____ Data listing
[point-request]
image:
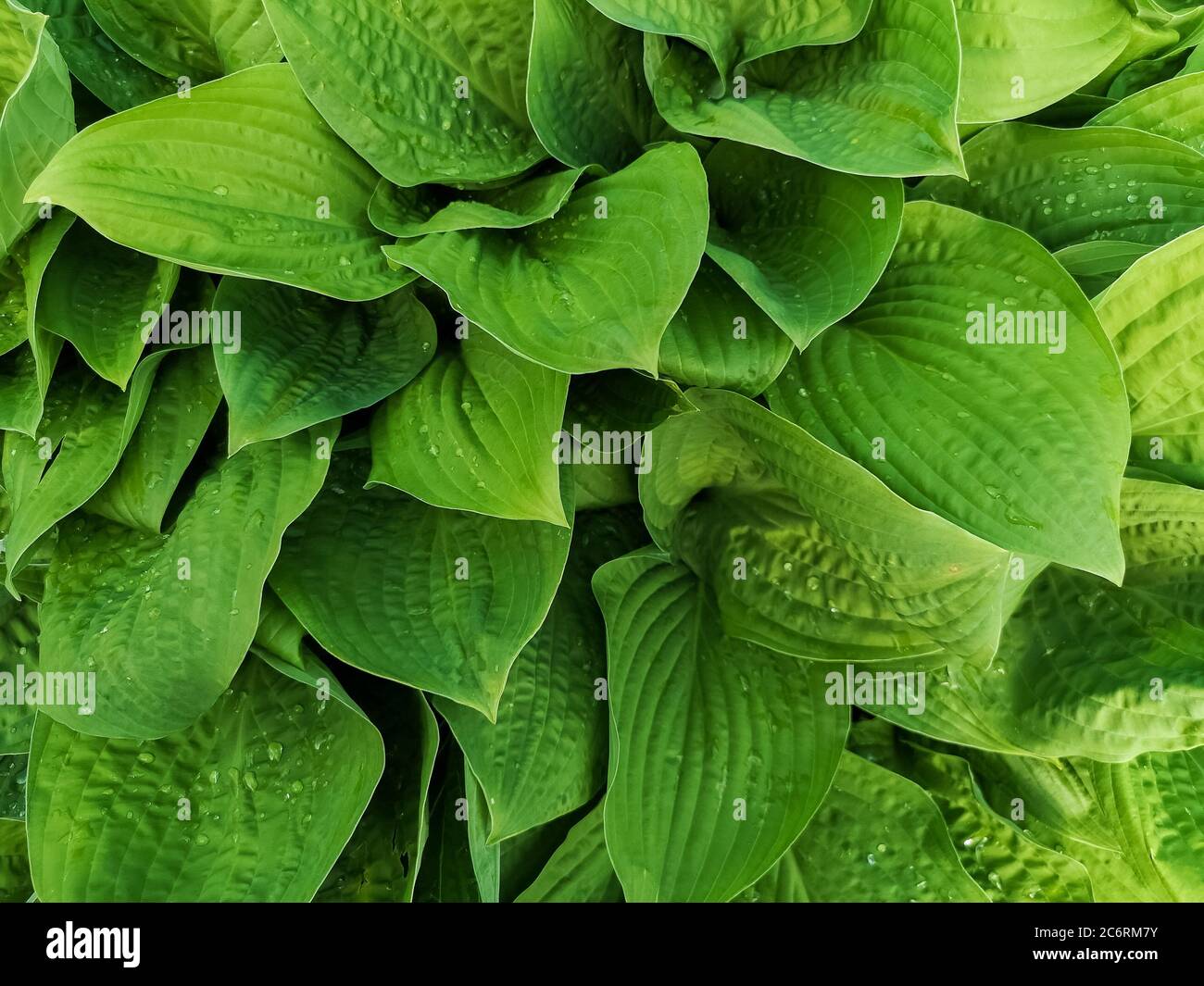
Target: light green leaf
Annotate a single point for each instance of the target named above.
(546, 755)
(410, 212)
(183, 400)
(806, 243)
(722, 750)
(448, 614)
(734, 31)
(259, 187)
(719, 337)
(95, 295)
(1071, 187)
(164, 620)
(113, 76)
(579, 870)
(1152, 317)
(273, 779)
(301, 359)
(808, 553)
(1035, 468)
(89, 424)
(586, 95)
(425, 91)
(882, 104)
(196, 39)
(37, 119)
(1022, 56)
(381, 862)
(476, 431)
(879, 838)
(593, 288)
(1173, 108)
________
Required work: Reproduce every line of the entries above word for word, leaving out the pictures.

Exercise response:
[point-request]
image:
Target: light green leaf
Annotate a single point for each instance of the target named above.
(546, 755)
(410, 212)
(183, 400)
(806, 243)
(722, 750)
(448, 614)
(734, 31)
(259, 187)
(719, 337)
(95, 295)
(1071, 187)
(164, 620)
(113, 76)
(579, 870)
(1152, 317)
(273, 779)
(301, 359)
(808, 553)
(1035, 468)
(89, 424)
(586, 95)
(425, 91)
(882, 104)
(196, 39)
(37, 119)
(1022, 56)
(381, 862)
(476, 431)
(879, 838)
(593, 288)
(1173, 108)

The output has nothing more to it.